▶ [DATA SECTION]
--- Start ---

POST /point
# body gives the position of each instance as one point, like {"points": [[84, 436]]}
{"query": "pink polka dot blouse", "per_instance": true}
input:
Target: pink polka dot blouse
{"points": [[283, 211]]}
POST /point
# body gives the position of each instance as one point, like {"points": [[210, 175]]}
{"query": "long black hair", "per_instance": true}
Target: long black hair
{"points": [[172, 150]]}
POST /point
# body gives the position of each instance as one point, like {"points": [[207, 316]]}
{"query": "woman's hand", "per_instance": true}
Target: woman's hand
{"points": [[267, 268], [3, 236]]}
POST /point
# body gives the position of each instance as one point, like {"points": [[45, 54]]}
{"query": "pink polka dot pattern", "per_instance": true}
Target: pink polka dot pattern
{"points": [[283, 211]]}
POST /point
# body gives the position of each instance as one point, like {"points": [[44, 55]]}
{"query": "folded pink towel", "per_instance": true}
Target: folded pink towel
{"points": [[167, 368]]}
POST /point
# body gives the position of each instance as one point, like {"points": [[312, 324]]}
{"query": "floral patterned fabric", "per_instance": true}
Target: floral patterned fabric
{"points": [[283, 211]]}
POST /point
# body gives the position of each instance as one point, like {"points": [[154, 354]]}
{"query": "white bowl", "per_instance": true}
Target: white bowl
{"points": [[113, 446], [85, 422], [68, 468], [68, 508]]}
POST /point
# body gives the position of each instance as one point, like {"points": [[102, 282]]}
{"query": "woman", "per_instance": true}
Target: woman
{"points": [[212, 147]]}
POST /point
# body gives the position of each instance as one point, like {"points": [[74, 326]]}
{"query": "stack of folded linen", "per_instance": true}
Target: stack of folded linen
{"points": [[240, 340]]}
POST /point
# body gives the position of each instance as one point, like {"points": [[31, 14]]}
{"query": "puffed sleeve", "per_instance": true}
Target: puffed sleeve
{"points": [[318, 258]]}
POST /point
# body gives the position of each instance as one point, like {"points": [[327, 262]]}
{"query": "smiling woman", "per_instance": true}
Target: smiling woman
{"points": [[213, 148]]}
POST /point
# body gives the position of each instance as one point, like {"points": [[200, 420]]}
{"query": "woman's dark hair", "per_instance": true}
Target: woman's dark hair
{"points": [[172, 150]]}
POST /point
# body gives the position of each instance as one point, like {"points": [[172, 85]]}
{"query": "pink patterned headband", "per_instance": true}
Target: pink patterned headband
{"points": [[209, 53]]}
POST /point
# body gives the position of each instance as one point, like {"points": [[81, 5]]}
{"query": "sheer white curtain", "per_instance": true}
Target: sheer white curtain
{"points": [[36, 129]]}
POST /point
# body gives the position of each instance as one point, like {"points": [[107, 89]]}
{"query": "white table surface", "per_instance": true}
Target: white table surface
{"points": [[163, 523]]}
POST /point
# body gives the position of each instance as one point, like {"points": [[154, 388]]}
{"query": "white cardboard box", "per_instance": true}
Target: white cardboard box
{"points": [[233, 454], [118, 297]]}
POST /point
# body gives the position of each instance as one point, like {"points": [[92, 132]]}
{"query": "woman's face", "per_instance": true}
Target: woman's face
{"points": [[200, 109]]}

--- End ---

▶ [EXERCISE DETAILS] Each line of the listing should be echoed back exactly.

▶ [ANSWER TO THE TASK]
POST /point
# body gives the position of each instance as one point, like {"points": [[84, 436]]}
{"query": "pink polka dot blouse", "per_instance": true}
input:
Target: pink polka dot blouse
{"points": [[283, 211]]}
POST /point
# body gives the position of each instance as one point, like {"points": [[210, 175]]}
{"query": "long black hair", "per_instance": true}
Target: long black hair
{"points": [[172, 150]]}
POST /point
# body gives the position of each instance as one point, like {"points": [[207, 316]]}
{"query": "woman's hand", "per_instance": true}
Target: woman's hand
{"points": [[267, 268], [3, 236]]}
POST /point
# body gives the position of each instance as one point, like {"points": [[45, 54]]}
{"query": "pink polka dot pattern", "per_instance": true}
Target: pink polka dot pattern
{"points": [[283, 211]]}
POST /point
# body gives the position of each instance as one point, like {"points": [[44, 55]]}
{"query": "folded pink towel", "per_instance": true}
Target: folded pink towel
{"points": [[167, 368]]}
POST /point
# body gives the position of each instance as one point, like {"points": [[312, 324]]}
{"query": "floral patterned fabric", "per_instance": true}
Target: floral patterned fabric
{"points": [[283, 211]]}
POST /point
# body gives the position of each instance as one point, like {"points": [[154, 354]]}
{"query": "white bowl", "per_instance": true}
Target: white bowl
{"points": [[113, 446], [85, 422], [68, 468], [68, 508]]}
POST /point
# body gives the position of each instance as one point, like {"points": [[102, 282]]}
{"query": "woman", "per_instance": true}
Target: woman
{"points": [[212, 147]]}
POST /point
# body gives the position of each instance as one point, like {"points": [[74, 326]]}
{"query": "stack of folded linen", "per_instance": true}
Target: stack of folded linen
{"points": [[240, 340]]}
POST /point
# body gives the position of each instance as one point, like {"points": [[31, 14]]}
{"query": "puffed sleeve", "per_instance": true}
Target: puffed sleeve
{"points": [[318, 258]]}
POST /point
# body gives the position of each instance as one point, like {"points": [[327, 262]]}
{"query": "smiling woman", "per_instance": true}
Target: smiling woman
{"points": [[213, 148]]}
POST /point
# body gives the position of each instance as one point, like {"points": [[200, 420]]}
{"query": "woman's dark hair", "per_instance": true}
Target: woman's dark hair
{"points": [[172, 150]]}
POST /point
# body gives the position of each instance as one point, like {"points": [[172, 85]]}
{"query": "pink patterned headband", "per_instance": true}
Target: pink patterned headband
{"points": [[209, 53]]}
POST /point
# body gives the position of each instance as one point, like {"points": [[81, 5]]}
{"query": "sheer white curtain", "per_instance": true}
Target: sheer white curtain
{"points": [[36, 129]]}
POST /point
# body gives the position of each instance as one point, like {"points": [[107, 89]]}
{"query": "white table surface", "per_instance": true}
Target: white table surface
{"points": [[163, 523]]}
POST /point
# body gives the position of each instance as one point, like {"points": [[154, 388]]}
{"query": "white cardboard box", "per_instance": true}
Target: white cardboard box
{"points": [[233, 454], [118, 297]]}
POST /point
# body gives the position of each instance as one point, like {"points": [[92, 132]]}
{"query": "woman's face", "per_instance": true}
Target: woman's face
{"points": [[200, 109]]}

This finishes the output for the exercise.